— BEGIN SOURCE —

Max Zweifach born Maximillian Zweifach known as "Kid Twist" and occasionally referred to as Zwerbach (March 14, 1884 – May 14, 1908) was an American gangster active in the early 1900s.

Early life
Born Maximillian Zweifach in the Austro-Hungarian Empire on March 14, 1884, to Austrian-Jewish father Adolf and Italian mother Hanna. With his family, he emigrated to New York in 1886 to escape the antisemitic riots, settling right below the Williamsburg Bridge on Delancey Street. Although Zweifach's father had hoped he would join the family tailoring business, Zweifach proved otherwise and was a prominent young thief by his teenage years.

Criminal career
Zweifach was first arrested on a charge of grand larceny in June 1899 on the suspicion of stealing a bicycle. When asked his occupation by the judge, Zweifach quipped, "Bicycles". Max pleaded guilty and was let off with a fine. Zweifach soon graduated into more serious offenses. Zweifach's right-hand man was his brother Daniel, aka Kid Slyfox. Tall and well-built, both Zweifach brothers led some of their friends during Election Day 1902 rioting to support Republican politician Sam Koenig in the Sixteenth Assembly District.

By 1903, Max Zweifach had picked up the nickname of "Kid Twist" and was known as a dangerous and cunning gang leader. On August 17, 1903, Kid Twist was charged with fatally shooting a rival gangster named John "Mugsy" Bayard during an argument after a card game. Zweifach was discharged on the grounds of self-defense and soon attracted the attention of gang boss Monk Eastman.

When Eastman was locked up for robbery the next year, Kid Twist found himself at odds with his old pal Richie Fitzpatrick over the leadership of the gang. This feud came to a head on October 30, 1904, when Fitzpatrick shot and wounded one of Kid Twist's men, Thomas McCauley, in a saloon dispute. Two nights later, Twist invited his rival to a peace conference at a saloon at 77 Sheriff Street. The meeting devolved into an argument. Fitzpatrick, realizing he was about to be hit, rushed out of the place. One of Twist's men, Harris Stahl, gave chase and shot him to death. Stahl would be acquitted of Fitzpatrick's murder several months later.

— END SOURCE —

▶ REQUIREMENTS
a) Please retype the part of the Zweifach biography that opens with the words "When Eastman was" and closes with "several months later.".
b) Answer these questions from the Zweifach biography:
(i) In what year did Zweifach's family emigrate to New York?
(ii) What did Zweifach tell the judge his occupation was after his first arrest?
(iii) At what address was the peace conference with Fitzpatrick held?

— BEGIN ENTRIES —

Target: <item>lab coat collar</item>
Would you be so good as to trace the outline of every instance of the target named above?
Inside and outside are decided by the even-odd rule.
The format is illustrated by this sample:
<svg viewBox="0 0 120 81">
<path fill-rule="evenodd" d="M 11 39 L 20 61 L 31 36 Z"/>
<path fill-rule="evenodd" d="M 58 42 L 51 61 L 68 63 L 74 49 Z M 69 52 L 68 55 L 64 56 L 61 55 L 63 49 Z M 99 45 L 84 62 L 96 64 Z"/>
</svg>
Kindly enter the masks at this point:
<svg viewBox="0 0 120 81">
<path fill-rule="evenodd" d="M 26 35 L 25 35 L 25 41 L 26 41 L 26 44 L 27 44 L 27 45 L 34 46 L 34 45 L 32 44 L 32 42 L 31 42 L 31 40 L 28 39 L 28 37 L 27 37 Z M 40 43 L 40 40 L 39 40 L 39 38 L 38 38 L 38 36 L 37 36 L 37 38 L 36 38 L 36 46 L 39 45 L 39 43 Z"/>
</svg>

— END ENTRIES —

▶ WRITTEN RESPONSES
a)
When Eastman was locked up for robbery the next year, Kid Twist found himself at odds with his old pal Richie Fitzpatrick over the leadership of the gang. This feud came to a head on October 30, 1904, when Fitzpatrick shot and wounded one of Kid Twist's men, Thomas McCauley, in a saloon dispute. Two nights later, Twist invited his rival to a peace conference at a saloon at 77 Sheriff Street. The meeting devolved into an argument. Fitzpatrick, realizing he was about to be hit, rushed out of the place. One of Twist's men, Harris Stahl, gave chase and shot him to death. Stahl would be acquitted of Fitzpatrick's murder several months later.

b)
(i) 1886
(ii) "Bicycles"
(iii) 77 Sheriff Street